Excerpt:
——————————

Spatio-temporal Mamba Adapter (STMA)

Updated 28 January 2026

STMA is a modular neural operations layer that integrates input- and position-dependent state-space models to enable linear-time spatio-temporal sequence modeling.
It replaces or augments self-attention in diverse architectures, offering significant improvements in parameter efficiency, scalability, and computational cost for tasks like video and multimodal fusion.
STMA adapts through specialized designs such as frequency mixing and multi-branch fusion, achieving state-of-the-art performance and real-time inference across varied application domains.

A Spatio-temporal Mamba Adapter (STMA) is a modular neural operations layer designed to inject linear-complexity, structured state-space sequence modeling into high-dimensional spatio-temporal data processing. Rooted in the Mamba state-space model (SSM) paradigm, STMA blocks fundamentally replace or augment self-attention for video, multivariate sequence, graph, and multimodal fusion tasks, with the goal of capturing long-range spatial and temporal dependencies using lightweight, flexible recurrent or convolutional mechanisms. STMA modules are instantiated in diverse architectures ranging from vision transformers and video diffusion U-Nets to multi-lead time-series encoders, offering dramatic parameter, efficiency, and scalability improvements over quadratic-complexity attention while providing domain-adaptive, multi-branch, or cross-modal extensions as needed.

1. Core Mathematical Principles and Adapter Design

STMA modules derive from the continuous-time linear SSM: $\frac{dh}{dt} = A h(t) + B x(t), \quad y(t) = C h(t) + D x(t)$ which, under zero-order hold discretization with dynamic gating, yields (per token/patch/segment/channel): $h_t = \Phi_t h_{t-1} + \Gamma_t x_t,\quad y_t = C_t h_t + D_t x_t.$ The STMA’s innovation lies in making the propagation (Φ, Γ, C, D) input- and position-dependent via learned projections (often with selective gating, e.g. $\sigma$ ), and exploiting linear-time sequence convolution via scan or recurrence for $O(Nd)$ complexity. This generalizes to multi-branch, bidirectional, and spatial/temporal parallel scan variants, as well as pathwise 3D scan for video tensors.

Adapter designs include:

Direct SSM block adapters (VideoMamba (Park et al., 2024), MoMa (Yang et al., 29 Jun 2025), S2M2ECG (Zhang et al., 3 Sep 2025))—state update and output projections, selective gating, convolutional kernel realization.
Frequency or channel mixing modules (MultiFFT in UBATrack (Liang et al., 21 Jan 2026))—FFT/EMM/IFFT operations for spectral feature fusion inside the adapter.
Multi-branch or cross-domain adapters—independent adapters per input modality, channel, or domain, integrated via fusion or cross-adaptive SSM (Damba-ST (An et al., 22 Jun 2025)).
3D Selective Scan adapters—continuous spatio-temporal scan paths through a tensor (ControlNet (Shi et al., 1 Jun 2025)), each passed through its own dynamic SSM and recombined.

——————————

(Point placement records)
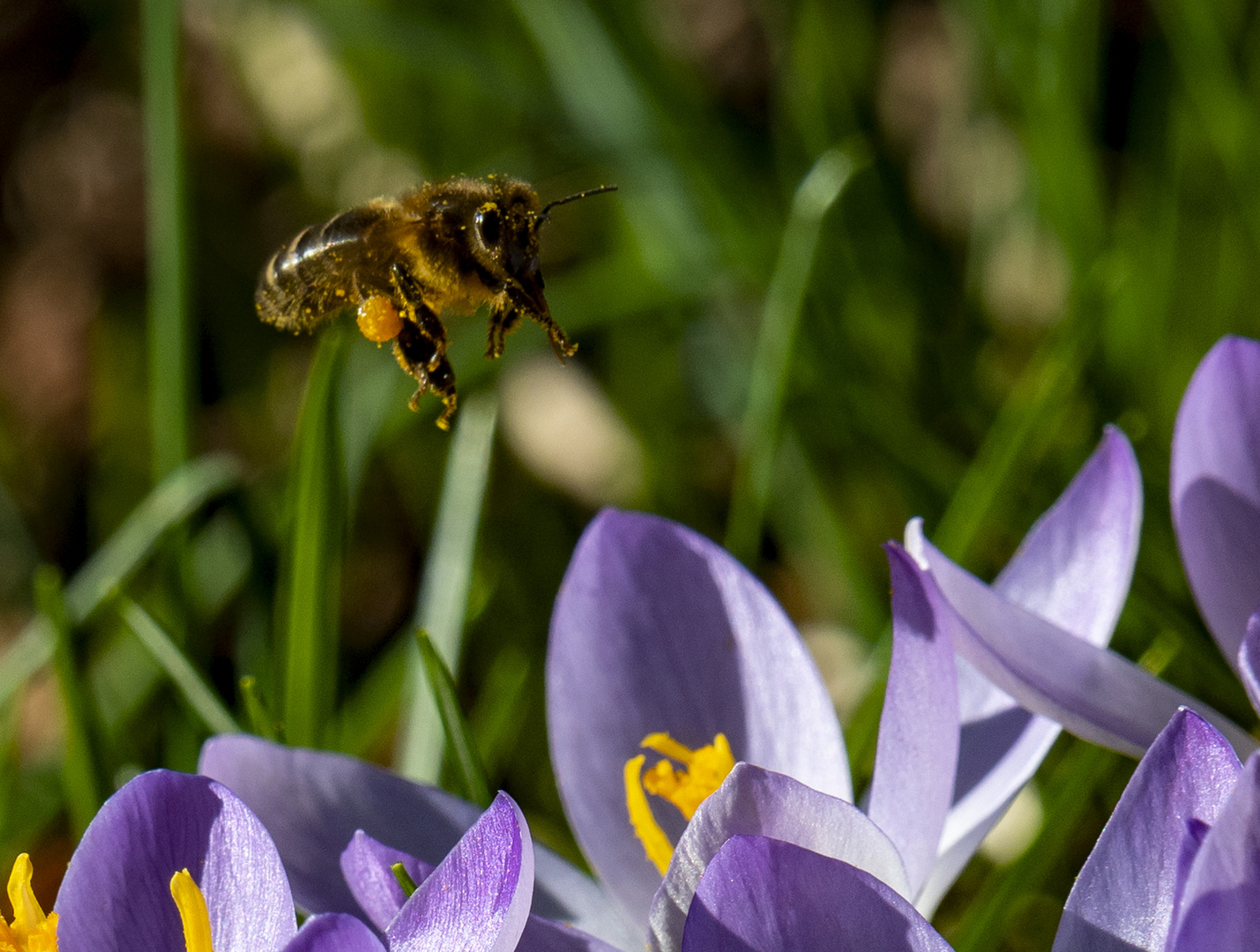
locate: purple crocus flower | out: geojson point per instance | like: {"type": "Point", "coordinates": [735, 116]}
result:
{"type": "Point", "coordinates": [661, 640]}
{"type": "Point", "coordinates": [337, 820]}
{"type": "Point", "coordinates": [767, 896]}
{"type": "Point", "coordinates": [1216, 499]}
{"type": "Point", "coordinates": [1177, 868]}
{"type": "Point", "coordinates": [117, 892]}
{"type": "Point", "coordinates": [1045, 658]}
{"type": "Point", "coordinates": [176, 860]}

——————————

Stated problem A:
Answer these questions about the STMA page:
(i) What complexity does exploiting linear-time sequence convolution via scan or recurrence give?
(ii) Which adapter design uses FFT/EMM/IFFT operations for spectral feature fusion?
(iii) On what date was the page updated?
Stated problem B:
From the listing, return each line containing the string "coordinates".

Response A:
(i) $O(Nd)$
(ii) Frequency or channel mixing modules (MultiFFT in UBATrack)
(iii) 28 January 2026

Response B:
locate: purple crocus flower | out: geojson point per instance | like: {"type": "Point", "coordinates": [735, 116]}
{"type": "Point", "coordinates": [661, 640]}
{"type": "Point", "coordinates": [337, 820]}
{"type": "Point", "coordinates": [767, 896]}
{"type": "Point", "coordinates": [1216, 499]}
{"type": "Point", "coordinates": [1177, 868]}
{"type": "Point", "coordinates": [117, 892]}
{"type": "Point", "coordinates": [1045, 658]}
{"type": "Point", "coordinates": [176, 860]}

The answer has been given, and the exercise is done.